**THE PROBLEM**
Please restate the data that follows word for word, with the pictures left out.

--- DATA Enclosed Below ---

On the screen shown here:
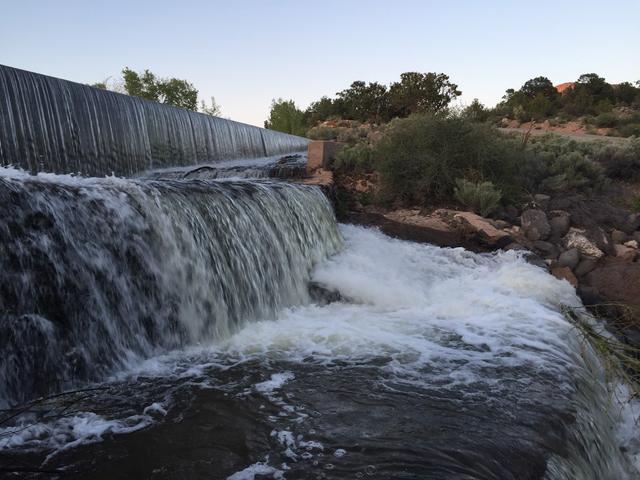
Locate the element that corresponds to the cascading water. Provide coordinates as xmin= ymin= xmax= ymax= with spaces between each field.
xmin=0 ymin=65 xmax=308 ymax=177
xmin=0 ymin=169 xmax=342 ymax=407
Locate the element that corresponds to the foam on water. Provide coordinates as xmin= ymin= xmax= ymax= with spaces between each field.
xmin=2 ymin=209 xmax=639 ymax=477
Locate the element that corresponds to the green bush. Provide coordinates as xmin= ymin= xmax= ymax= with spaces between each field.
xmin=593 ymin=112 xmax=618 ymax=128
xmin=454 ymin=179 xmax=502 ymax=216
xmin=333 ymin=142 xmax=373 ymax=171
xmin=373 ymin=114 xmax=521 ymax=203
xmin=540 ymin=151 xmax=606 ymax=193
xmin=617 ymin=123 xmax=640 ymax=138
xmin=595 ymin=137 xmax=640 ymax=180
xmin=307 ymin=125 xmax=339 ymax=140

--- End of Enclosed DATA ---

**RESPONSE TO THIS EXERCISE**
On the screen shown here:
Locate the element that corresponds to the cascading water. Provide coordinates as xmin= ymin= xmax= ymax= with spaces between each field.
xmin=0 ymin=65 xmax=308 ymax=177
xmin=0 ymin=169 xmax=342 ymax=407
Locate the element that corresponds to the foam on water. Provide coordinates as xmin= ymin= xmax= ymax= with spaces between each field.
xmin=2 ymin=209 xmax=639 ymax=477
Locate the element that corresponds to the green bush. Provide coordinates as xmin= ymin= xmax= ymax= with spaces between each field.
xmin=593 ymin=112 xmax=618 ymax=128
xmin=454 ymin=179 xmax=502 ymax=216
xmin=333 ymin=142 xmax=373 ymax=171
xmin=373 ymin=114 xmax=521 ymax=203
xmin=540 ymin=151 xmax=606 ymax=193
xmin=617 ymin=123 xmax=640 ymax=138
xmin=595 ymin=137 xmax=640 ymax=180
xmin=307 ymin=125 xmax=339 ymax=140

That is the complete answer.